:: Texte fourni ::
########
Francine Ballantyne, étudiante à la maîtrise en malherbologie à l’Université de Guelph, explique que comme l’amarante de Palmer est une espèce dioïque (c’est-à-dire composée de plants unisexués mâles et femelles), sa capacité de pollinisation croisée augmente la vitesse à laquelle elle développe la résistance. Pour mettre les choses en perspective, l’amarante tuberculée est aussi une espèce dioïque, et sa résistance aux herbicides ne cesse d’évoluer dans les champs de l’Ontario.

En 2021, l’amarante de Palmer a été détectée – et supprimée – dans un champ du Manitoba. Depuis deux ans, Mme Ballantyne étudie la compétitivité de l’amarante de Palmer dans les cultures de canola et de soya afin de se préparer à l’arrivée éventuelle de cette plante nuisible en sol canadien. Elle espère que ses recherches aideront les agriculteurs à éradiquer cette mauvaise herbe lorsqu’ils y seront confrontés, ce qui apparaît inévitable.
########
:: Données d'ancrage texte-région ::
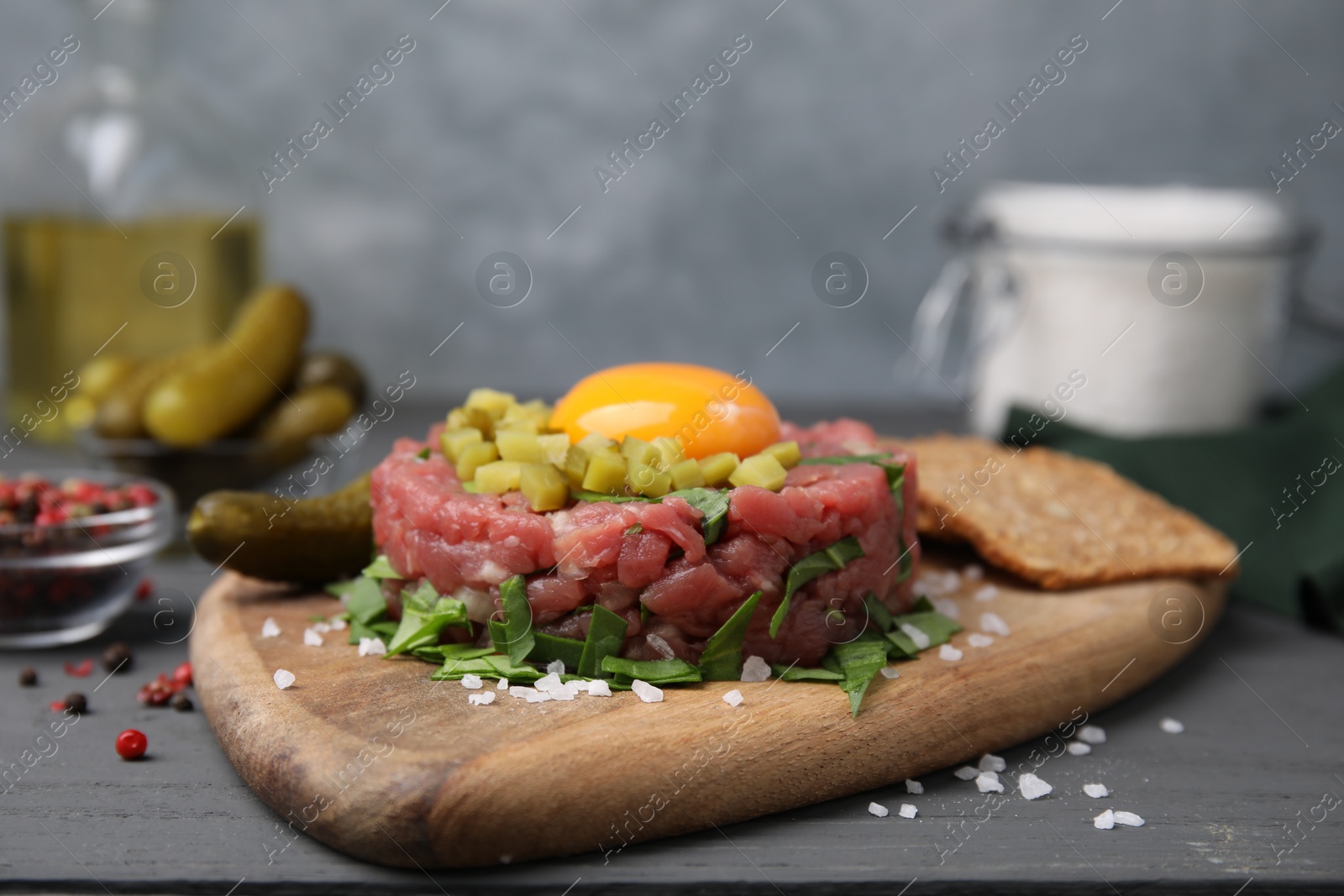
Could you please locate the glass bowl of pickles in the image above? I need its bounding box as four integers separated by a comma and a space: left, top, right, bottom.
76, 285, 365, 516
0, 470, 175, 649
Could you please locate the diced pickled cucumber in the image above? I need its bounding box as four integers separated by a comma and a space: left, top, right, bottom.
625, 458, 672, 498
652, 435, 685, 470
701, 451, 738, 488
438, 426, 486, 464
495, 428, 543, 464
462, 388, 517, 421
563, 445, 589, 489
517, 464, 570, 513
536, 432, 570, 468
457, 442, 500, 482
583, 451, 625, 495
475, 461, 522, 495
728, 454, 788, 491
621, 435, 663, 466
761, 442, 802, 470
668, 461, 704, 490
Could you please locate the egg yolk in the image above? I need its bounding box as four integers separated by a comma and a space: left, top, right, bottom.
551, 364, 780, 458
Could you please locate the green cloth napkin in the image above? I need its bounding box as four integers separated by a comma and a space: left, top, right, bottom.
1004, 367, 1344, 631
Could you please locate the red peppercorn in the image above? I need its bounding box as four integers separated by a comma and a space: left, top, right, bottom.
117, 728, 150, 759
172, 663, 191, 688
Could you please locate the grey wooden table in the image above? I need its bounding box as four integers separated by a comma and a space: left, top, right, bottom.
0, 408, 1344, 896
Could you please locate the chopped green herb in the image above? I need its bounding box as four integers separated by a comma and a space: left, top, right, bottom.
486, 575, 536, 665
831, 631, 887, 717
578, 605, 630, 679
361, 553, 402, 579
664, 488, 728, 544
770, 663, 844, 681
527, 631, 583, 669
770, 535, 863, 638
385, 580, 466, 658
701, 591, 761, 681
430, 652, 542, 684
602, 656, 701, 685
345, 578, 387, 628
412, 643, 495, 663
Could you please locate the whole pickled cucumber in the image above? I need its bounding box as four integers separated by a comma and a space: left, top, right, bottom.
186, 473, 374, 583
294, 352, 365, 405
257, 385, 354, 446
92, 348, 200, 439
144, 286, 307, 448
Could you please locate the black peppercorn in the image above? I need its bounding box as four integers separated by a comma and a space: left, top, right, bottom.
########
:: Travail demandé ::
Rédigez la suite du texte sur l'amarante de Palmer, en partant de la dernière phrase qu'il contient. Les lignes ci-dessus n'ont aucun rapport avec le texte sur l'amarante de Palmer.

:: Réponse proposée ::
« Déjà établie dans des champs du Michigan, l’amarante de Palmer ne se trouve plus qu’à 160 kilomètres de la frontière canado-américaine » souligne la chercheuse, qui explique que cette mauvaise herbe peut avoir différentes caractéristiques selon son emplacement géographique et que, comme l’amarante tuberculée, elle est résistante à plusieurs groupes d’herbicides.

Dans la serre où elle effectue ses recherches, Mme Ballantyne a testé la compétitivité de plants d’amarante de Palmer provenant de deux emplacements distincts aux États-Unis – l’Arizona et le Kansas. Elle a conduit trois essais différents, plantant les mauvaises herbes dans des pots disposés dans des rangs de canola, de soya et d’amarante à racine rouge afin de déterminer si l’une ou l’autre de ces plantes peut inhiber la croissance de l’amarante de Palmer. Des recherches sur la manière dont l’amarante de Palmer interagit avec le soya ont été menées aux États-Unis, mais on a très peu étudié l’interaction de cette mauvaise herbe avec le canola de printemps. Mme Ballantyne a pu comparer des données de recherche sur le soya avec ses propres résultats, contribuant à enrichir une banque d’information grandissante sur la façon dont l’amarante de Palmer agit sur les grandes cultures. « L’idée est de tester la résistance de cultures canadiennes courantes comme le canola et le soya à cette mauvaise herbe et de voir si nous pourrions les utiliser comme cultures de couverture pour lutter, le cas échéant, contre l’amarante de Palmer », explique la chercheuse.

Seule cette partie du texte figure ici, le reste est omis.